### Texte source
----------------

Édito | Décembre 2014

Le 19 septembre dernier, le Prix du roman gay était attribué à Olivier Charneux pour son roman Tant que je serai en vie. La remise du Prix s’est déroulée au Casse du Siècle, restaurant très gray-friendly de la rue Saint-Rémy à Liège. La Maison Arc-en-Ciel de Liège – Alliàge a pris contact avec l’auteur pour lui demander de nous soumettre un texte… que nous ne résistons pas à vous proposer en édito pour la journée mondiale de lutte contre le VIH-sida (1er décembre).
Bonne lecture et bon mois de décembre à tou-te-s ! Invisible mauvais sang

Annie Ernaux écrit dans son livre L’événement à propos de l’avortement : « le paradoxe d’une loi juste est presque toujours d’obliger les victimes à se taire, au nom de « c’est fini tout ça », si bien que le même silence qu’avant recouvre ce qui a eu lieu. » Et si on appliquait cette réflexion au sida ? Ce n’est jamais le bon moment pour en parler, pendant la période de l’hécatombe, c’était tabou et après l’arrivée des trithérapies, quasi inutile. Et pourtant, ma sexualité s’est construite avec le sida et une grande partie d’une génération a disparu. Qui peut en témoigner sinon quelqu’un qui a vécu cette période ? J’ai voulu, à travers mon septième livre Tant que je serai en vie (Grasset 2014), recréer la vie dans ces années-là, de 1981 à 2011. Qu’il se termine la veille de la loi du mariage pour tous en France n’est pas anodin. Cette loi est comme l’aboutissement des luttes contre le sida.

----------------

### Données fournies
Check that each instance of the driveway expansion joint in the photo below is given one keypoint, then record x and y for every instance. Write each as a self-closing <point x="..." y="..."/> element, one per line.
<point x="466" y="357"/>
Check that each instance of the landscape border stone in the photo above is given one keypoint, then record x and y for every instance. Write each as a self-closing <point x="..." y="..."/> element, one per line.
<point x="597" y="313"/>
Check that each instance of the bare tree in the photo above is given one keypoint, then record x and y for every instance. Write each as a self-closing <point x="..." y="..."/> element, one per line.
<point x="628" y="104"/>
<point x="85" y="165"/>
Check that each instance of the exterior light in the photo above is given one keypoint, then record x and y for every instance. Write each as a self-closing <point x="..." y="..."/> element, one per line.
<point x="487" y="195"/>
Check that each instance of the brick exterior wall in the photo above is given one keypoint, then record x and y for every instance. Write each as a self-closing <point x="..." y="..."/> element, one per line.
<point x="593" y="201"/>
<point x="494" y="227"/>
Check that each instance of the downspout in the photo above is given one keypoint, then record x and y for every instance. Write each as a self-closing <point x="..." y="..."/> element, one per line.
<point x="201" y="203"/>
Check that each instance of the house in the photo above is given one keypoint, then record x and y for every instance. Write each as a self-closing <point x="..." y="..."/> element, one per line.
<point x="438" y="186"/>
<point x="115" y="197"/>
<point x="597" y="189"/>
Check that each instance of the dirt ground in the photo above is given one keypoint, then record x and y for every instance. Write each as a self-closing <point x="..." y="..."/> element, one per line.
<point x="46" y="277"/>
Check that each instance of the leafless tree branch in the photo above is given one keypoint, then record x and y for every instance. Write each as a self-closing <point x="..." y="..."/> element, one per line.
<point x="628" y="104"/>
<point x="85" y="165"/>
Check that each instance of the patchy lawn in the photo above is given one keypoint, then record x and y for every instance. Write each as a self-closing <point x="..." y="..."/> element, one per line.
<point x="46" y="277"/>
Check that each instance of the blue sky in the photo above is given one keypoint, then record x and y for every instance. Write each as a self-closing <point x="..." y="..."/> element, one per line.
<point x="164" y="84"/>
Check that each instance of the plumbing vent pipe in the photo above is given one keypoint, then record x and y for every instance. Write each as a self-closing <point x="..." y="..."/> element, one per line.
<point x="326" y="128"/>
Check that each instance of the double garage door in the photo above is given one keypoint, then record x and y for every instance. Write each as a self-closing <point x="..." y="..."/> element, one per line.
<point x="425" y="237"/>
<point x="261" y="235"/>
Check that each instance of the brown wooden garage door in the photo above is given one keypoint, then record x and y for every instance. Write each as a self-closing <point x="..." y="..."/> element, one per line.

----------------

### Consigne
Poursuivez l'éditorial sur la mémoire du sida, en reprenant après sa dernière phrase.

### Réponse attendue
Je voulais aussi montrer avec ce livre que la mémoire du sida perdure ou devrait perdurer et que si la donne a changé, le sida n’en demeure pas moins, même s’il est devenu invisible. Invisible, il l’est et dans tous les sens du terme. Les corps ne sont majoritairement plus décharnés ou marqués, il est souvent indétectable dans le sang, des femmes séropositives peuvent enfanter, on n’en parle plus dans les médias ni entre amis. Toutes les campagnes de préventions laissent à penser que le sida est une maladie sexuellement transmissible comme une autre, une maladie honteuse comme elle l’a toujours été. Une rencontre récente en boîte de nuit m’a fait comprendre à quel point les nouveaux contaminés sont tout aussi démunis (sinon plus) qu’avant. Ils ne savent plus à qui en parler. Alors ils gardent leur secret bien au fond d’eux jusqu’au jour où ils craquent. Invisible et pourtant présent, tel est le paradoxe du sida aujourd’hui.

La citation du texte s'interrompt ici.